PROBLEM STATEMENT: If a line in the data below includes the string "metal", please return a copy of it.

»»

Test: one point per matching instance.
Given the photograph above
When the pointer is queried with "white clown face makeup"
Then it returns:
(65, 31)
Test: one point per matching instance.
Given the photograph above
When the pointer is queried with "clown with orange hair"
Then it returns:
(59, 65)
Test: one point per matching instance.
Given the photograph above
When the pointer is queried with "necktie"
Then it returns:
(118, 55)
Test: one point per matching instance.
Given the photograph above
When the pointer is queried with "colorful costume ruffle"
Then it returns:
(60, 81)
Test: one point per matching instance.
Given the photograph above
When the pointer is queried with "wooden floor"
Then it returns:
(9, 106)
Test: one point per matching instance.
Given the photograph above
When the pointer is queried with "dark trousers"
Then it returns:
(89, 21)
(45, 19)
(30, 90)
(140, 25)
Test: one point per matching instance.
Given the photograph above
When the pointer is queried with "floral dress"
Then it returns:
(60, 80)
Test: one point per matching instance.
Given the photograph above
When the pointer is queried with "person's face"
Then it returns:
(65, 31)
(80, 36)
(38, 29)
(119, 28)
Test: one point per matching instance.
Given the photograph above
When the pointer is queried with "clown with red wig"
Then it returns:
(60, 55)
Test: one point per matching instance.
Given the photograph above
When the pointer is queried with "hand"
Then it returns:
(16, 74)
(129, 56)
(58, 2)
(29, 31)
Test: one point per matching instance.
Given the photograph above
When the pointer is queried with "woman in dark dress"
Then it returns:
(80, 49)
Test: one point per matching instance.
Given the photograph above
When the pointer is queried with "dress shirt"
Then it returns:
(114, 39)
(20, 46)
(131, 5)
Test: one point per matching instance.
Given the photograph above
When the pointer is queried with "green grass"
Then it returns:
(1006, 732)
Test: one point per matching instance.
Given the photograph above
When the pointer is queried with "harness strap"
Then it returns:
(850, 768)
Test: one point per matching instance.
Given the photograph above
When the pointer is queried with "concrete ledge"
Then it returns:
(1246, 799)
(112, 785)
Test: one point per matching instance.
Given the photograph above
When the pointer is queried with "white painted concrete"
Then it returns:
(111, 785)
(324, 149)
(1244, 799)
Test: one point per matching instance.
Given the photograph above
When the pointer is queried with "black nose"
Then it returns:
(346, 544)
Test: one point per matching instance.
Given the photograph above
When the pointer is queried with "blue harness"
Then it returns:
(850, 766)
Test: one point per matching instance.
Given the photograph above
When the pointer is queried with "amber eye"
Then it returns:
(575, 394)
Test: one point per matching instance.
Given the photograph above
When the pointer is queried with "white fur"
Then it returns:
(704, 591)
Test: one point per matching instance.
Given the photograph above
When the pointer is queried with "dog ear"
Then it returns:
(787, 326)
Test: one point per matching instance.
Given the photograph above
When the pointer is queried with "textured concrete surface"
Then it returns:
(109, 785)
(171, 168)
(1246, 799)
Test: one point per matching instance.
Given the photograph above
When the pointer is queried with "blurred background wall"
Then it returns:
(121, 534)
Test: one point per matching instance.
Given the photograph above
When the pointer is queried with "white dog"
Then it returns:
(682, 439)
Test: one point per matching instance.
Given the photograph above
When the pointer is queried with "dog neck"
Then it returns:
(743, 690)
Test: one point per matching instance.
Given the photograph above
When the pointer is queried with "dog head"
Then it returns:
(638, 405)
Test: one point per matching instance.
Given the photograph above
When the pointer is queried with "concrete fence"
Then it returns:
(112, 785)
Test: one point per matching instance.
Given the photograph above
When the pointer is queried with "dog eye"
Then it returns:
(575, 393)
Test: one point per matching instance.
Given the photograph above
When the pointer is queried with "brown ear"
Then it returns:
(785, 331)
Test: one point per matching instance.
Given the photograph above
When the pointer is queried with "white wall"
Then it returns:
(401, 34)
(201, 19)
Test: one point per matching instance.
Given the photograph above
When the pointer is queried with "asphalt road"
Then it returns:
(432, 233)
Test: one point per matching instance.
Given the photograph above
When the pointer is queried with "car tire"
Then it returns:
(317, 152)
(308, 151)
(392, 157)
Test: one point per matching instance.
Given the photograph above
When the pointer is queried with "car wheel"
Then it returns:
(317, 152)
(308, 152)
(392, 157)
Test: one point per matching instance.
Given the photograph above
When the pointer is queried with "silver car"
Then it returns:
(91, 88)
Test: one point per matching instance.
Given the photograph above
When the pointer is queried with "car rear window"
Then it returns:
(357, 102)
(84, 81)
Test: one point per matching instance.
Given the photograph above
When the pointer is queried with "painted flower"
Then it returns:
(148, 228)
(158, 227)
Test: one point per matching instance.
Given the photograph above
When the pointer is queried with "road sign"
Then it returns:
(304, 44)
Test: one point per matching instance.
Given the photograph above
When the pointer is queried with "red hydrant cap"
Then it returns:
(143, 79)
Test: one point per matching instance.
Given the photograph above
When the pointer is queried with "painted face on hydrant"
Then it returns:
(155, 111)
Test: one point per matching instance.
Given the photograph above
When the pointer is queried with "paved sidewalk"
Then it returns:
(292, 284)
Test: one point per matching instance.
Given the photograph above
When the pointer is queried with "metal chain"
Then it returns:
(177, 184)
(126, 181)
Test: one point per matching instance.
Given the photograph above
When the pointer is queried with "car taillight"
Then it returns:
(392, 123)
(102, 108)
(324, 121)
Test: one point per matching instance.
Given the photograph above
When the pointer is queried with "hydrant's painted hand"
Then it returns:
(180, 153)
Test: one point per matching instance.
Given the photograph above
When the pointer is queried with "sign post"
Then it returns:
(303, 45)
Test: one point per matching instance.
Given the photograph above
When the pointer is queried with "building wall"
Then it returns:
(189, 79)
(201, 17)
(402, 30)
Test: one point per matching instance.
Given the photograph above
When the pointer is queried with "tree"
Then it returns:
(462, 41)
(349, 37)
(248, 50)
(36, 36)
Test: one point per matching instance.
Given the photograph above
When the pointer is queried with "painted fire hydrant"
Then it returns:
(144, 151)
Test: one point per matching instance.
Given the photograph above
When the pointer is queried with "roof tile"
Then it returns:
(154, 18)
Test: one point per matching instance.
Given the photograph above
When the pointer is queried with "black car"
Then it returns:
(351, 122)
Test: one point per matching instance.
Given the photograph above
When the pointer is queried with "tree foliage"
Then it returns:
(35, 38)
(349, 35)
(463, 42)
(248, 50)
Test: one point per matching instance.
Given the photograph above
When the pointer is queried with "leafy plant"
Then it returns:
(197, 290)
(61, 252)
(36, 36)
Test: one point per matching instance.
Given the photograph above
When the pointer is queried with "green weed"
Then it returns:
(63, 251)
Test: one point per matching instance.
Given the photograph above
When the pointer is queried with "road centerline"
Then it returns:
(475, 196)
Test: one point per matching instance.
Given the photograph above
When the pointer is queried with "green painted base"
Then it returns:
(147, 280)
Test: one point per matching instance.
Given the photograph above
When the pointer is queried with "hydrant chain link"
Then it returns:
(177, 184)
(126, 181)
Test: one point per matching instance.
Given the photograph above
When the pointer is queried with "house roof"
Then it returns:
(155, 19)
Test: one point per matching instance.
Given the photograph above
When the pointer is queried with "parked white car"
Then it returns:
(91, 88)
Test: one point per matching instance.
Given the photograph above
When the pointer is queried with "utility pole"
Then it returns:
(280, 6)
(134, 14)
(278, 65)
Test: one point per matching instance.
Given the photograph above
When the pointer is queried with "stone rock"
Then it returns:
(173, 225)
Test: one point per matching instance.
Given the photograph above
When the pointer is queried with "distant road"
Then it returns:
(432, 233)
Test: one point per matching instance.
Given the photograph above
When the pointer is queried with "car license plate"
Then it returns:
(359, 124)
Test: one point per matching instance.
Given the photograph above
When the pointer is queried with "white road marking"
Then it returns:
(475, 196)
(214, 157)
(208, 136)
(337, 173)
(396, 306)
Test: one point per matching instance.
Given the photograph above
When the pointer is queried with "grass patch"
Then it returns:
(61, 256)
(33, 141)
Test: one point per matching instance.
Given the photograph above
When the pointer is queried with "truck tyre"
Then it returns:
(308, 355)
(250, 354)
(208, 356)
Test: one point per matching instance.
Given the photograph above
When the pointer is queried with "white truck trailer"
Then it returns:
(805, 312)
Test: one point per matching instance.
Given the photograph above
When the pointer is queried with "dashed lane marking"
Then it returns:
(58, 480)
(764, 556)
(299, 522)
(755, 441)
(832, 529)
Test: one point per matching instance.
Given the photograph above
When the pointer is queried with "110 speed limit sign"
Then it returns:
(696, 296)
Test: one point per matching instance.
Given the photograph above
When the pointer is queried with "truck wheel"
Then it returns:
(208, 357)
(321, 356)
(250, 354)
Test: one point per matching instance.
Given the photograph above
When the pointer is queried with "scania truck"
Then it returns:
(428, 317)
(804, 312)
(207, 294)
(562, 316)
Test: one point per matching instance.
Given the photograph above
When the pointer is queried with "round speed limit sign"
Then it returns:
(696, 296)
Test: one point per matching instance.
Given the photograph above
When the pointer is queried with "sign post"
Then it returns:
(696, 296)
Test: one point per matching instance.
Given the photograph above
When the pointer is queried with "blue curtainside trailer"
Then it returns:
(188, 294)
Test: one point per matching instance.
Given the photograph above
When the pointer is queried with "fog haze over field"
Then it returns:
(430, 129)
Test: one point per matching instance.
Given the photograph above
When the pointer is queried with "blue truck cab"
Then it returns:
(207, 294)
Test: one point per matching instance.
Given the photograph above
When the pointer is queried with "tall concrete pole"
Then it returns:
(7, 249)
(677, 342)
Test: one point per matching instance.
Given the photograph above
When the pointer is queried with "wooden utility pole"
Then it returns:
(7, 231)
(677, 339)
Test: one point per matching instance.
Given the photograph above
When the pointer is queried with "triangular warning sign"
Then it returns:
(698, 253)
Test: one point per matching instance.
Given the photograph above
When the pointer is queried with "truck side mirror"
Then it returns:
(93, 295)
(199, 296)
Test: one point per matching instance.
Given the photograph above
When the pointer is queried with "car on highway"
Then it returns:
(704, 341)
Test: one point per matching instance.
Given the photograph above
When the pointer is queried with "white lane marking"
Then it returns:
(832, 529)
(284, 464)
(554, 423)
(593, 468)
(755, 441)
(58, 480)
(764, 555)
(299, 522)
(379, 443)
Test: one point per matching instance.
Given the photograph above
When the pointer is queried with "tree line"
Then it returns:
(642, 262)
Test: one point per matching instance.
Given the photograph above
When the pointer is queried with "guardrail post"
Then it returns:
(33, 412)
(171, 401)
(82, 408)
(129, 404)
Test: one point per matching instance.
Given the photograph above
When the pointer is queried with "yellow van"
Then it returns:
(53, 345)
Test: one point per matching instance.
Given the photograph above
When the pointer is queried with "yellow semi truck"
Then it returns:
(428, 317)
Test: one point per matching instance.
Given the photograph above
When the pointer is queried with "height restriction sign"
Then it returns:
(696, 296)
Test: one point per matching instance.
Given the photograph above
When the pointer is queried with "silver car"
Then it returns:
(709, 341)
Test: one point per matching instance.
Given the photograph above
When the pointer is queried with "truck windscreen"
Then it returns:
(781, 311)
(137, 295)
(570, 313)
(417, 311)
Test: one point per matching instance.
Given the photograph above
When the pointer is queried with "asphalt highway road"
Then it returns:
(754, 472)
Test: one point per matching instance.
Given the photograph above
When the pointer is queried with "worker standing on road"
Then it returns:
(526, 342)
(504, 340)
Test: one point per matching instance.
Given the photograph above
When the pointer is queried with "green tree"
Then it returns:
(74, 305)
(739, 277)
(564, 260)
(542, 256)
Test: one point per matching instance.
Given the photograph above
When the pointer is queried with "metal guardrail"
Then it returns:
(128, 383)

««

EXERCISE RESPONSE:
When the pointer is queried with "metal chain"
When the pointer is queried with "metal guardrail"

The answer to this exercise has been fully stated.